* **The problem**
Please locate each line in the entries below that contains the word "floor" and copy those lines.

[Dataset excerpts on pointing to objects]
========================================================================

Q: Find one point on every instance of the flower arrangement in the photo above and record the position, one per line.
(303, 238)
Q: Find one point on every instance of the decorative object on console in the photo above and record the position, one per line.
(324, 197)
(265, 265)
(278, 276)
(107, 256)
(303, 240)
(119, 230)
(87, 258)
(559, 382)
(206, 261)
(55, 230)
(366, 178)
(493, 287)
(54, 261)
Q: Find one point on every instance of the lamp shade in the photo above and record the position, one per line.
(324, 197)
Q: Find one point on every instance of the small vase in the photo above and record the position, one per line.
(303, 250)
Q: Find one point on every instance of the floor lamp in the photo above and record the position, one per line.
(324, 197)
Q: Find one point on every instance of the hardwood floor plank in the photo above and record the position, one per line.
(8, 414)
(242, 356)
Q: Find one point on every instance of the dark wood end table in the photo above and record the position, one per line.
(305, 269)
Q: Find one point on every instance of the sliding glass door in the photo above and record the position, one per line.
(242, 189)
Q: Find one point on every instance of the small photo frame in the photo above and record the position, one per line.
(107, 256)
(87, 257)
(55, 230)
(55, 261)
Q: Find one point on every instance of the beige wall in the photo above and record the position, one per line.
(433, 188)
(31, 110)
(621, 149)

========================================================================

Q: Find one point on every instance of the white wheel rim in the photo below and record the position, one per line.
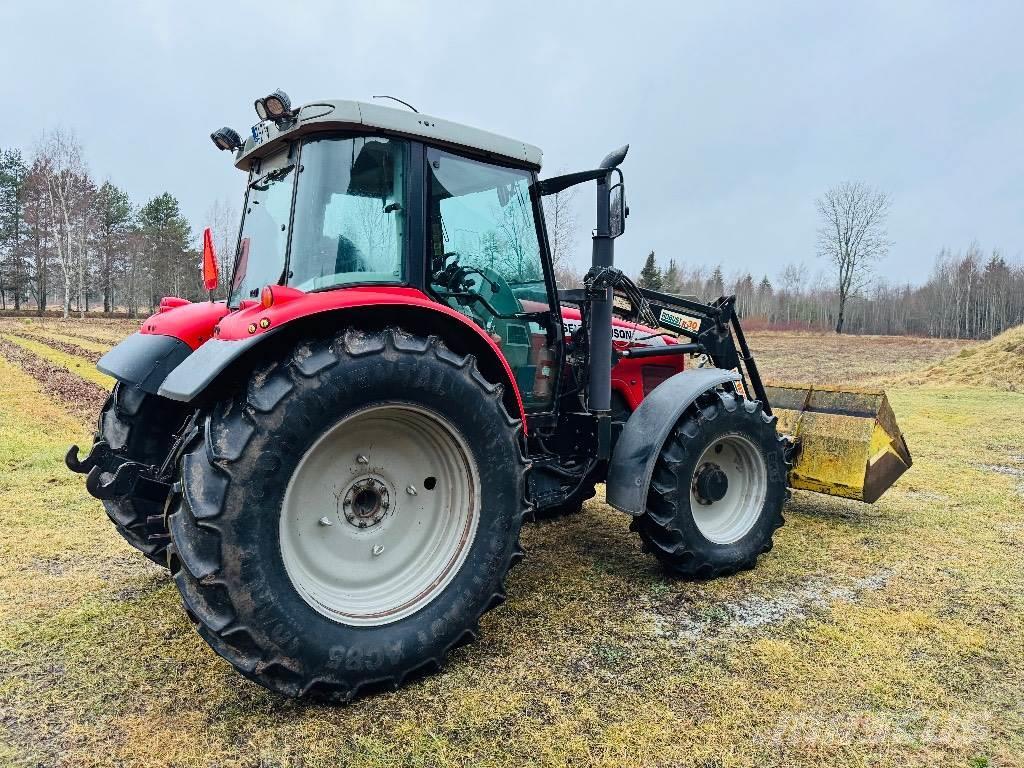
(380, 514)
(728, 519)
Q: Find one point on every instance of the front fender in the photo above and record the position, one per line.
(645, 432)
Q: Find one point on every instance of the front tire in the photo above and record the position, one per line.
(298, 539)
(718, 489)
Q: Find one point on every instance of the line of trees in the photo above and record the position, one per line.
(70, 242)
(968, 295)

========================================================================

* **Exercise result**
Q: Find one point on every instance of the floor lamp in the photo above and record the position, one per line.
Q: Find one point on every instance of the hardwood floor plank in the photo above and record the position, one per line.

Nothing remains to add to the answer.